== 文本块 ==

Matlab：粒子滤波定位仿真

function [] = particle_filter_localization()
%PARTICLE_FILTER_LOCALIZATION Summary of this function goes here
%   Detailed explanation goes here

% -------------------------------------------------------------------------
% TASK for particle filter localization
% for robotic class in 2018 of ZJU

% Preparartion: 
% 1. you need to know how to code and debug in matlab
% 2. understand the theory of Monte Carlo

% Then complete the code by YOURSELF!
% -------------------------------------------------------------------------

close all;
clear all;

disp('Particle Filter program start!!')

%% initialization
tic;
time = 0;
endTime = 60; % second
global dt;
dt = 0.1; % second
 
nSteps = ceil((endTime - time)/dt);
  
localizer.time = [];
localizer.xEst = [];
localizer.xGnd = [];
localizer.xOdom = [];
localizer.z = [];
localizer.PEst=[];
localizer.u=[];

% Estimated State [x y yaw]'
xEst=[0 0 0]';
% GroundTruth State
xGnd = xEst;
% Odometry-only = Dead Reckoning  
xOdom = xGnd;

% Covariance Matrix for predict
Q=diag([0.1 0.1 toRadian(3)]).^2;
% Covariance Matrix for observation
R=diag([1]).^2;% range:meter

% Simulation parameter
global Qsigma
Qsigma=diag([0.1 toRadian(5)]).^2;
global Rsigma
Rsigma=diag([0.1]).^2;

% landmark position
landMarks=[10 0; 10 10; 0 15; -5 20];

% longest observation confined
MAX_RANGE=20;
% Num of particles, initialized
NP=100;
% Used in Resampling Step, a threshold
NTh=NP/2.0;

% particles produced
px=repmat(xEst,1,NP);
% weights of particles produced
pw=zeros(1,NP)+1/NP;

errs=[];
% sum of error
%% Main Loop 

for i=1 : nSteps
    
    time = time + dt;
    u=doControl(time);
    
    % do observation
    [z,xGnd,xOdom,u]=doObservation(xGnd, xOdom, u, landMarks, MAX_RANGE);
    
    for ip=1:NP
        
        % process every particle
        x=px(:,ip);
        w=pw(ip);
        
        % do motion model and random sampling
        x=doMotion(x, u)+sqrt(Q)*randn(3,1);
    
         % calculate inportance weight
        for iz=1:length(z(:,1))

===
== 数据 ==

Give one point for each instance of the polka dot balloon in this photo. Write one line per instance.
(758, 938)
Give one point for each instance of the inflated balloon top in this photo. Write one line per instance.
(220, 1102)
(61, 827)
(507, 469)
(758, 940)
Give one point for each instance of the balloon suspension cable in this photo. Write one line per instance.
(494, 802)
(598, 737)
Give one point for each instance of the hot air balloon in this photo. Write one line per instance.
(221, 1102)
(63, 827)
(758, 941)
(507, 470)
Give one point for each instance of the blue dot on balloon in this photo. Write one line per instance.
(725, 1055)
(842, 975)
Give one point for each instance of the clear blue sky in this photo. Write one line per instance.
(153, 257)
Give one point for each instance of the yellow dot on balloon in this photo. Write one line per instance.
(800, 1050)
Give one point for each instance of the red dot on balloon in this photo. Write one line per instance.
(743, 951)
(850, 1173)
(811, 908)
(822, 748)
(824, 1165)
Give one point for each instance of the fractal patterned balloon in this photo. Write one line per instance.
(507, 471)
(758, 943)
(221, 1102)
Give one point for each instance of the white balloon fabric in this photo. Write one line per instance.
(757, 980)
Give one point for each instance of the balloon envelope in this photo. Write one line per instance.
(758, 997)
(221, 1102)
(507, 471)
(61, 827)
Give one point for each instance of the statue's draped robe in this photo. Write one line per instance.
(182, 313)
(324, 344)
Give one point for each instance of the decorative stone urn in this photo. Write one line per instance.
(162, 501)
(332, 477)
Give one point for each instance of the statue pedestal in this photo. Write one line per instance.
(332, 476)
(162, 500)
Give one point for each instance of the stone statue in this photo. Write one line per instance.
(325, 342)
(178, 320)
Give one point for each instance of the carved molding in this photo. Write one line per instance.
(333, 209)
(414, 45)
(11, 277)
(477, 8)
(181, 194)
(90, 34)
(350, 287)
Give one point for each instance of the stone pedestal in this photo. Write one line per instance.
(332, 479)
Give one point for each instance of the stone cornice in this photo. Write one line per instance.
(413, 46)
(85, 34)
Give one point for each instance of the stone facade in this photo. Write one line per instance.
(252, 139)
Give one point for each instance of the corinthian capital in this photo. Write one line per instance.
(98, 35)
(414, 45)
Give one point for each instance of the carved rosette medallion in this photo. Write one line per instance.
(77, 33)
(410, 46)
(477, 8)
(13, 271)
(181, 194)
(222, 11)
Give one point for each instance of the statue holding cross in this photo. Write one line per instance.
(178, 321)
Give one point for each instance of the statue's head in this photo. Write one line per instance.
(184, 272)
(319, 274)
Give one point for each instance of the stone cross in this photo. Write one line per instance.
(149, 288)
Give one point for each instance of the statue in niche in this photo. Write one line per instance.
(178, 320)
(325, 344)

===

# 挑战题 1
照抄粒子滤波代码中的一段，从“for ip=1:NP”开始，到“for iz=1:length(z(:,1))”结束。
# 挑战题 2
逐项判断以下说法是否与粒子滤波代码相符，回答“是”或“否”，并原样引用代码中起决定作用的文字：(a) 粒子数量初始化为100；(b) 仿真结束时间设为30秒；(c) 最长观测距离为20。
作答时只依据粒子滤波代码。

# 完整解答 1
for ip=1:NP
        
        % process every particle
        x=px(:,ip);
        w=pw(ip);
        
        % do motion model and random sampling
        x=doMotion(x, u)+sqrt(Q)*randn(3,1);
    
         % calculate inportance weight
        for iz=1:length(z(:,1))

# 完整解答 2
(a) 是，“NP=100;”
(b) 否，“endTime = 60; % second”
(c) 是，“MAX_RANGE=20;”